== Passage fourni ==
:::::
L’exemple du film aurait suffit pour comprendre ce qu’est la violence archivale, mais si j’insiste autant sur ce dispositif commémoratif et la multiplicité des archives de toutes sortes qui le constituent, c’est qu’il montre bien je crois le caractère performatif de la mémoire.
Rapidement, la performativité c’est l’idée que la répétition, encore et encore, sous des formes différentes, à travers des actes et des représentations, de certaines choses va les faire exister. Par exemple la performativité du genre, c’est que le genre n’existe que parce que nous le faisons exister en démultipliant quotidiennement des performances de genre, depuis le médecin qui dit « c’est un garçon » jusqu’aux couleurs assignées, aux représentations médiatiques, aux attentes sociales, aux remarques, aux insultes, aux regards désapprobateurs, etc.
:::::
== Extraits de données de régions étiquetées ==

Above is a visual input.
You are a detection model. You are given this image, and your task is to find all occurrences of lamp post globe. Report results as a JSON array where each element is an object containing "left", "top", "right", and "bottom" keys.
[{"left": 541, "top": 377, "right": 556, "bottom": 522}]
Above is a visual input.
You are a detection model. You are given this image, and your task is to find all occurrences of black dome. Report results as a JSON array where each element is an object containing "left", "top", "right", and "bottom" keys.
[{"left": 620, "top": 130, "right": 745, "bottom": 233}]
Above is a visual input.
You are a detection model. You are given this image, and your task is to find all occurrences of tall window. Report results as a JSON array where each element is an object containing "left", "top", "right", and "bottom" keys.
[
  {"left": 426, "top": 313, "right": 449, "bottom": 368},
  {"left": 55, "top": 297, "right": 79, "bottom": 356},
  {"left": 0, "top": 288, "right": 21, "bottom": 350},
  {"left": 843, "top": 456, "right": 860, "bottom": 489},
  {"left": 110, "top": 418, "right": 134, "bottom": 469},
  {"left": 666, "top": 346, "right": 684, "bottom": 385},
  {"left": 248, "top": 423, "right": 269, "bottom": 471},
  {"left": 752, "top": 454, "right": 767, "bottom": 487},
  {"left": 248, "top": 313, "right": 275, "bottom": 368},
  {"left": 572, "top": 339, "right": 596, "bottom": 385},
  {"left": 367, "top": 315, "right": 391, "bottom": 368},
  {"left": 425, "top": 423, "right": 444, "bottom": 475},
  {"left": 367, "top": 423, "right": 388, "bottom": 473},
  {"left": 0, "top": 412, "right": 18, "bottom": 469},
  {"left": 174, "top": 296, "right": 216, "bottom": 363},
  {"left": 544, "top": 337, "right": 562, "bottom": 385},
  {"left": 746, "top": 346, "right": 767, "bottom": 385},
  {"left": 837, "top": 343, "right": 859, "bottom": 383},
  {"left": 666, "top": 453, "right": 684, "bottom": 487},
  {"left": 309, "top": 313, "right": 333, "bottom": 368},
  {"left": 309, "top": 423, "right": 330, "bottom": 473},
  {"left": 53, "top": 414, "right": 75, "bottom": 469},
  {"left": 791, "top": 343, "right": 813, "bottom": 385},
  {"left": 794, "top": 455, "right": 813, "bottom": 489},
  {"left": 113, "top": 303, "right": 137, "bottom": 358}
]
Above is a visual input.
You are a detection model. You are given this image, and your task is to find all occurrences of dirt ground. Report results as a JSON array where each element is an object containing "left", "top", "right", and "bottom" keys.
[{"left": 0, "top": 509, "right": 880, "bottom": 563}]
:::::
== Tâches à accomplir ==
**a)** Indiquez si chacune des affirmations suivantes concorde avec le passage sur la performativité : (i) la performativité repose sur la répétition de certaines choses sous des formes différentes ; (ii) les couleurs assignées figurent parmi les performances de genre mentionnées ; (iii) le genre existe indépendamment des performances quotidiennes. Répondez par oui ou non, en citant à chaque fois les mots décisifs du passage.
**b)** Recopiez le passage sur la performativité depuis « L’exemple du film » jusqu’à « regards désapprobateurs, etc. », ces deux bornes comprises.
**c)** Dans le passage sur la performativité, quelle phrase du médecin est donnée en exemple ?

== Réponses attendues ==
**a)**
(i) Oui : « la répétition, encore et encore, sous des formes différentes »
(ii) Oui : « jusqu’aux couleurs assignées »
(iii) Non : « le genre n’existe que parce que nous le faisons exister en démultipliant quotidiennement des performances de genre »

**b)**
L’exemple du film aurait suffit pour comprendre ce qu’est la violence archivale, mais si j’insiste autant sur ce dispositif commémoratif et la multiplicité des archives de toutes sortes qui le constituent, c’est qu’il montre bien je crois le caractère performatif de la mémoire.
Rapidement, la performativité c’est l’idée que la répétition, encore et encore, sous des formes différentes, à travers des actes et des représentations, de certaines choses va les faire exister. Par exemple la performativité du genre, c’est que le genre n’existe que parce que nous le faisons exister en démultipliant quotidiennement des performances de genre, depuis le médecin qui dit « c’est un garçon » jusqu’aux couleurs assignées, aux représentations médiatiques, aux attentes sociales, aux remarques, aux insultes, aux regards désapprobateurs, etc.

**c)** « c’est un garçon »